> _Problem requirements_: Copy the data below line for line, without changing a single character.

> _Records provided_:
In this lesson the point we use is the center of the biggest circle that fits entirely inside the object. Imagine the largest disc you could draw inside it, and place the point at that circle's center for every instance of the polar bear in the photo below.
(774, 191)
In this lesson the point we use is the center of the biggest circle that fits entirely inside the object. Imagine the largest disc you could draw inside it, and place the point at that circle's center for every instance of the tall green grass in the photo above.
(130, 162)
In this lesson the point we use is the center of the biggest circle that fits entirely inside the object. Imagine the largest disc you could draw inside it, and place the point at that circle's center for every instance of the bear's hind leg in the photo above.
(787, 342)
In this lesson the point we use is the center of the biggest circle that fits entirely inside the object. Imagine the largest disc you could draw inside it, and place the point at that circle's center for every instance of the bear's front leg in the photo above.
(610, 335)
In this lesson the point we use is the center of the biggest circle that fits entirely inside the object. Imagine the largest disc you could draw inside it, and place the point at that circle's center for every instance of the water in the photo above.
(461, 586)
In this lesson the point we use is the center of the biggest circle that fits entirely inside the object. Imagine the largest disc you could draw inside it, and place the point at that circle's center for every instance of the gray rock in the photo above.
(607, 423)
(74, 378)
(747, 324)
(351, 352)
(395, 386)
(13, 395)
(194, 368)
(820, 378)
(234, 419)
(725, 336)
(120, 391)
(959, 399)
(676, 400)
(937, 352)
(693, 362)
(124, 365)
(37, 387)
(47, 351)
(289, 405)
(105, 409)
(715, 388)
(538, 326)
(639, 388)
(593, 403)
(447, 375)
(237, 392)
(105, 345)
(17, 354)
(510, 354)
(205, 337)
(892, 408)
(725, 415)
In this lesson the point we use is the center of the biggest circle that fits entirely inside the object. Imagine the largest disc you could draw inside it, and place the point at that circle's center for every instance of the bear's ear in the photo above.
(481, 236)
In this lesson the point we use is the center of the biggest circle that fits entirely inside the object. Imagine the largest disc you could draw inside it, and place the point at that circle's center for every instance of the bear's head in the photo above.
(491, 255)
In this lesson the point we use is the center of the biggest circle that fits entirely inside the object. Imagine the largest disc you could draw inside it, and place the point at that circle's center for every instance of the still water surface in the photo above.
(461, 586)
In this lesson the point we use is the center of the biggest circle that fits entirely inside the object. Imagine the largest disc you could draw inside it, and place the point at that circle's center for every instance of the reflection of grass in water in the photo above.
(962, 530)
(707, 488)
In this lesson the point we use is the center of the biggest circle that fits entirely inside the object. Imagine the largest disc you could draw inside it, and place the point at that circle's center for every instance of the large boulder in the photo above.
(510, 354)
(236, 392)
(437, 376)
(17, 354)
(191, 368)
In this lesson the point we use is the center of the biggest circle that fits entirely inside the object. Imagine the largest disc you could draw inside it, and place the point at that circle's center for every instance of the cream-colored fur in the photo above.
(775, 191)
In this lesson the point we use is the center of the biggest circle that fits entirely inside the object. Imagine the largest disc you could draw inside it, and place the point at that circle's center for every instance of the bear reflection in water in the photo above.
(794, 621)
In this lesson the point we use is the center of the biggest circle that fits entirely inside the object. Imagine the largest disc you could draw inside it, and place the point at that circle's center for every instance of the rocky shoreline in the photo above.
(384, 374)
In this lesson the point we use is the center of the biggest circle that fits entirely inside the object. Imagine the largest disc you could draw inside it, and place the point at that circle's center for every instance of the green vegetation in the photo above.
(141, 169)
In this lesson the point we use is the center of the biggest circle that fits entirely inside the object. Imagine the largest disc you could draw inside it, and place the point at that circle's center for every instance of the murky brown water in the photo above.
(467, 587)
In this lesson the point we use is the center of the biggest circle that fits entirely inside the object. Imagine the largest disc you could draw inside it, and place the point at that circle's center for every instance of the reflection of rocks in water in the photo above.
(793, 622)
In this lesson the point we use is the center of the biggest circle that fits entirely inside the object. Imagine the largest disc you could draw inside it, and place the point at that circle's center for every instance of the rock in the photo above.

> _Solved exercise_:
In this lesson the point we use is the center of the biggest circle that fits entirely inside the object. Imagine the largest disc you could draw inside it, and place the point at that circle's center for every instance of the polar bear in the photo below.
(774, 191)
In this lesson the point we use is the center of the biggest circle that fits entirely inside the object. Imagine the largest disc you could draw inside it, and place the point at that circle's center for every instance of the tall green grass in the photo above.
(130, 162)
In this lesson the point we use is the center of the biggest circle that fits entirely inside the object. Imagine the largest disc you could draw inside it, and place the point at that circle's center for every instance of the bear's hind leg in the photo above.
(787, 342)
In this lesson the point we use is the center of the biggest circle that fits entirely inside the object. Imagine the largest disc you could draw inside it, and place the point at that circle's center for every instance of the bear's front leg in the photo above.
(610, 335)
In this lesson the point we use is the center of the biggest circle that fits entirely inside the object. Imagine the largest disc you could draw inside it, and place the point at that circle's center for every instance of the water in the photo above.
(461, 586)
In this lesson the point we use is the center of the biggest circle that fits entirely inside the object. Imagine the largest disc you could draw inside it, and place the point at that circle's center for every instance of the gray rock in the photo above.
(607, 423)
(74, 378)
(747, 324)
(351, 352)
(395, 386)
(13, 395)
(194, 368)
(820, 378)
(234, 419)
(725, 336)
(120, 391)
(959, 399)
(676, 400)
(937, 352)
(693, 362)
(124, 365)
(37, 387)
(47, 351)
(289, 405)
(105, 409)
(715, 388)
(538, 326)
(639, 388)
(593, 403)
(447, 375)
(237, 392)
(105, 345)
(17, 354)
(510, 354)
(205, 337)
(892, 408)
(725, 415)
In this lesson the point we use is the center of the biggest circle that fits entirely inside the object. Imagine the largest disc you could draw inside it, and place the point at that circle's center for every instance of the bear's ear in the photo above.
(481, 236)
In this lesson the point we use is the center of the biggest circle that fits entirely inside the object. Imagine the largest disc you could draw inside it, and place the point at that circle's center for every instance of the bear's head in the photo above.
(491, 255)
In this lesson the point we use is the center of the biggest circle that fits entirely inside the object. Imagine the largest disc you could draw inside it, and place the point at that circle's center for every instance of the still water surface in the photo above.
(461, 586)
In this lesson the point we use is the center of the biggest circle that fits entirely inside the object. Imagine the largest disc you could draw inside it, and place the point at that circle's center for every instance of the reflection of grass in water in the photo above.
(962, 530)
(707, 488)
In this lesson the point we use is the center of the biggest circle that fits entirely inside the object. Imagine the largest disc you could draw inside it, and place the point at that circle's center for every instance of the large boulder in the photo above.
(510, 354)
(236, 392)
(437, 376)
(17, 354)
(191, 368)
In this lesson the point we use is the center of the biggest circle that fits entirely inside the object. Imagine the largest disc you could draw inside it, and place the point at that circle's center for every instance of the cream-colored fur in the photo above.
(775, 191)
In this lesson the point we use is the center of the biggest circle that fits entirely inside the object. Imagine the largest disc you could draw inside it, and place the point at that circle's center for every instance of the bear reflection in water in the photo above.
(794, 621)
In this lesson the point we use is the center of the biggest circle that fits entirely inside the object. Imagine the largest disc you could draw inside it, and place the point at that circle's center for every instance of the rocky shoreline in the photo above.
(384, 374)
In this lesson the point we use is the center of the biggest circle that fits entirely inside the object. Imagine the largest disc you could draw inside it, and place the point at that circle's center for every instance of the green vegetation in the photo above.
(141, 169)
In this lesson the point we use is the center of the biggest circle that fits entirely inside the object. Imagine the largest disc you could draw inside it, and place the point at that circle's center for every instance of the murky brown water in the photo above.
(467, 587)
In this lesson the point we use is the center of the biggest circle that fits entirely inside the object. Imagine the largest disc you could draw inside it, and place the point at that circle's center for every instance of the reflection of rocks in water in the photo above.
(793, 622)
In this lesson the point we use is the center of the biggest circle that fits entirely inside the object. Imagine the largest disc you could draw inside it, and place the point at that circle's center for every instance of the rock in the photo above.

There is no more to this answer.